TEXT EXTRACT:

Call for TESTING (was Re: [1.7.0-50] scp progress counter flies through first 175 MB or so)
Corinna Vinschen
corinna-cygwin@cygwin.com
Tue Jun 30 14:35:00 GMT 2009
On Jun 29 12:59, Warren Young wrote:
> I scp'd a 1.6 GB file back and forth to a Linux server over GigE to a
> fast new RAID-10. I tested 1.7.0-50 and 20090629.
>
> Results:
>
> On a 32-bit XP box, 1.7.0-50 gives about 15 MByte/sec for both upload
> and download. (This box can't really hit GigE speeds due to crappy
> cabling and a low-quality switch.) On switching to the snapshot, the
> download speed is about the same, but upload is cut to 4-5 MB/sec.
>
> On a 64-bit Vista box, 1.7.0-50 gives inconsistent behavior. Download
> behaves as it should: ~45 MB/sec here, due to better switch and cabling.
> But, uploading with scp gives the reported behavior: the scp status
> fills out to 100% very fast but then scp doesn't finish running for
> quite a while. It's like it's buffering a big fraction of the 1.6 GB,
> which isn't impossible, since this box has 12 GB of RAM. (Core i7,
> DDR3, wheee!)
>
> After switching to the snapshot on that Vista-64 box, the scp progress
> display becomes useful, growing steadily as scp runs. Unfortunately, my
> upload speed is down to around 5 MB/sec here, just as on the XP box.

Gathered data
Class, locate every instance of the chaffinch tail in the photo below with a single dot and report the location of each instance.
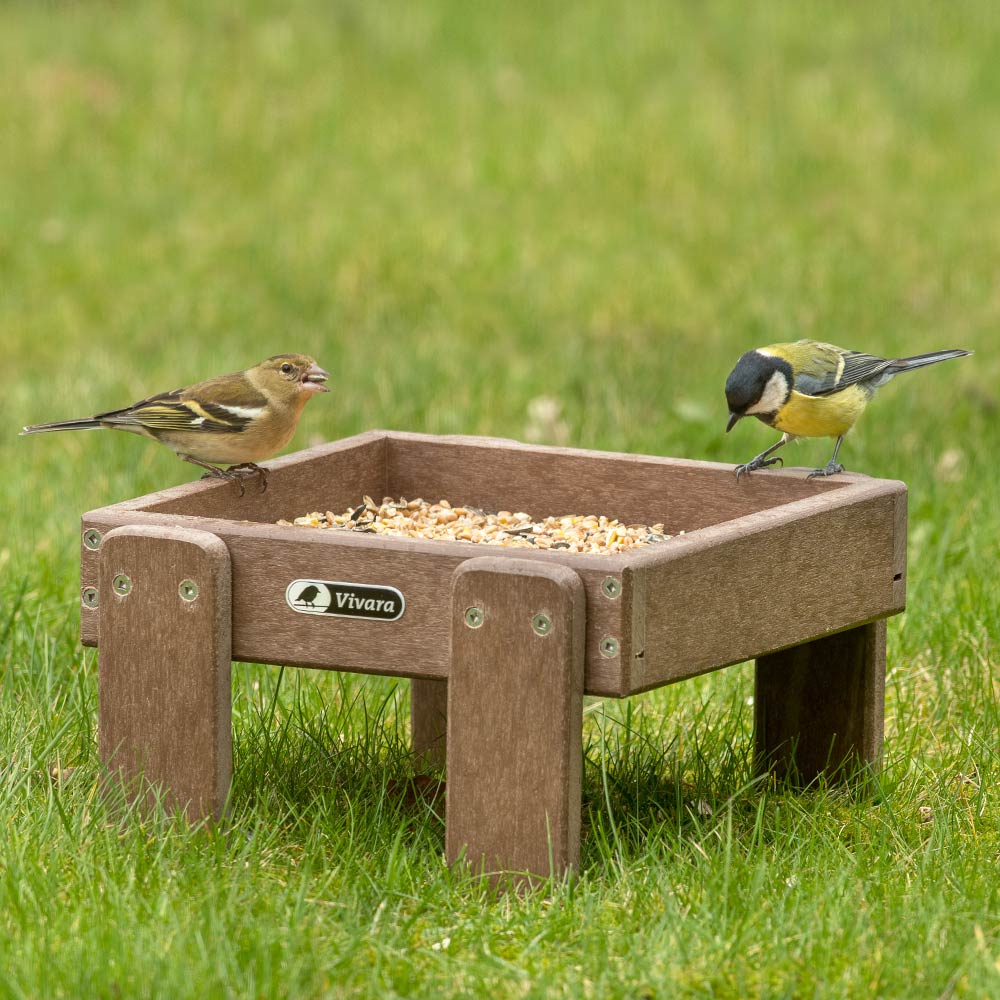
(234, 420)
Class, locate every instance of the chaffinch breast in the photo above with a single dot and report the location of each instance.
(234, 420)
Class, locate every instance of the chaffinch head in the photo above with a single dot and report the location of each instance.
(233, 420)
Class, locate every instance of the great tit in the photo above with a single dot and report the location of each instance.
(809, 389)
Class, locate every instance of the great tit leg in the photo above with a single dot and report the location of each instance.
(762, 461)
(833, 467)
(246, 469)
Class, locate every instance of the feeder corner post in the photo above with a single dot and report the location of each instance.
(819, 707)
(515, 718)
(164, 651)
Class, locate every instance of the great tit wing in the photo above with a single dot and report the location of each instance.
(831, 369)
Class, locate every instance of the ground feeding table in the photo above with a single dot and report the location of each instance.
(799, 575)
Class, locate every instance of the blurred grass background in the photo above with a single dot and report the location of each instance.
(460, 209)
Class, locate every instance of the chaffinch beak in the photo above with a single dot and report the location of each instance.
(313, 378)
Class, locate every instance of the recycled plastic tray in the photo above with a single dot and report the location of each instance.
(797, 574)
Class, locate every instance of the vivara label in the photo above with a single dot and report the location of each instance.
(345, 600)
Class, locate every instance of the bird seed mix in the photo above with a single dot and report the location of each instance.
(403, 518)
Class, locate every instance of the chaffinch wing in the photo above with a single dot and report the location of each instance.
(235, 420)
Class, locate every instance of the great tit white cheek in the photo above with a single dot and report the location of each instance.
(773, 397)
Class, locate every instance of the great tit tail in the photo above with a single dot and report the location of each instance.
(920, 360)
(84, 423)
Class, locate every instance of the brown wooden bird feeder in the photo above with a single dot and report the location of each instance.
(500, 644)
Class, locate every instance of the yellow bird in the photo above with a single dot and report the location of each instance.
(239, 418)
(810, 389)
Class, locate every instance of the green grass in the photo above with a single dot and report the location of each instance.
(458, 208)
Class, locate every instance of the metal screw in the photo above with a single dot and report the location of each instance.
(609, 647)
(541, 624)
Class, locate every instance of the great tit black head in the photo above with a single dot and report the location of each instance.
(759, 385)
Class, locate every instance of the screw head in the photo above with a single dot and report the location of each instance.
(609, 647)
(541, 624)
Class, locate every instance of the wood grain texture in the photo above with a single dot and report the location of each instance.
(266, 558)
(494, 474)
(777, 579)
(772, 562)
(164, 667)
(429, 722)
(515, 704)
(819, 707)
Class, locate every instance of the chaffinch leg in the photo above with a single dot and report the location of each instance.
(236, 473)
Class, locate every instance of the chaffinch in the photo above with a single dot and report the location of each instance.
(233, 420)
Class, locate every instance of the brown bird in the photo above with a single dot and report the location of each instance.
(234, 420)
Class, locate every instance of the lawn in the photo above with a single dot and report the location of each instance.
(460, 210)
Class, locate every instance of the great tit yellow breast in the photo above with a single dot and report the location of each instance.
(821, 416)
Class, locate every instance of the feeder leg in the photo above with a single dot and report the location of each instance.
(819, 707)
(515, 712)
(164, 666)
(429, 721)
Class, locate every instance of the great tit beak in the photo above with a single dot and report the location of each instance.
(313, 378)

WRITTEN INSTRUCTION A:
From the message about scp transfer speeds, extract the passage starting at "Corinna Vinschen" and ending at "1.7.0-50 and 20090629.".
WRITTEN INSTRUCTION B:
According to the message about scp transfer speeds, how much RAM does the 64-bit Vista box have?
WRITTEN INSTRUCTION C:
Proceed with the message about scp transfer speeds from the point where it stops.
These items come from a different source than the text.

WRITTEN RESPONSE A:
Corinna Vinschen
corinna-cygwin@cygwin.com
Tue Jun 30 14:35:00 GMT 2009
On Jun 29 12:59, Warren Young wrote:
> I scp'd a 1.6 GB file back and forth to a Linux server over GigE to a
> fast new RAID-10. I tested 1.7.0-50 and 20090629.

WRITTEN RESPONSE B:
12 GB

WRITTEN RESPONSE C:
>
> A different non-Cygwin scp client I have here can manage much faster
> transfer speeds, so I can rule out disk and network bottlenecks. The
> slowdowns are in Cygwin itself or the Cygwin scp port.
>
> I can rule out a problem in the general network I/O handling: changing
> the DLL doesn't seem to affect ttcp results materially. It's either scp
> or the way scp uses cygwin1.dll.
I just had a look into this and I think I found a way to raise the
outbound transfer rates somewhat. The outbound speed is always slower
than the inbound speed, no matter what I try. However, I'm now at a
point where it might be more acceptable.
One of my test machines, a 2K8 32 bit box has the following scp
transfer rates under 1.5.25:
inbound: 17.2 MB/s
outbound: 3.5 MB/s
With the latest snapshot:
inbound: 21.5 MB/s
outbound: 4.2 MB/s
With the latest from CVS:
inbound: 21.5 MB/s
outbound: 11.5 MB/s
What's still not clear is why the ssh process takes so much CPU.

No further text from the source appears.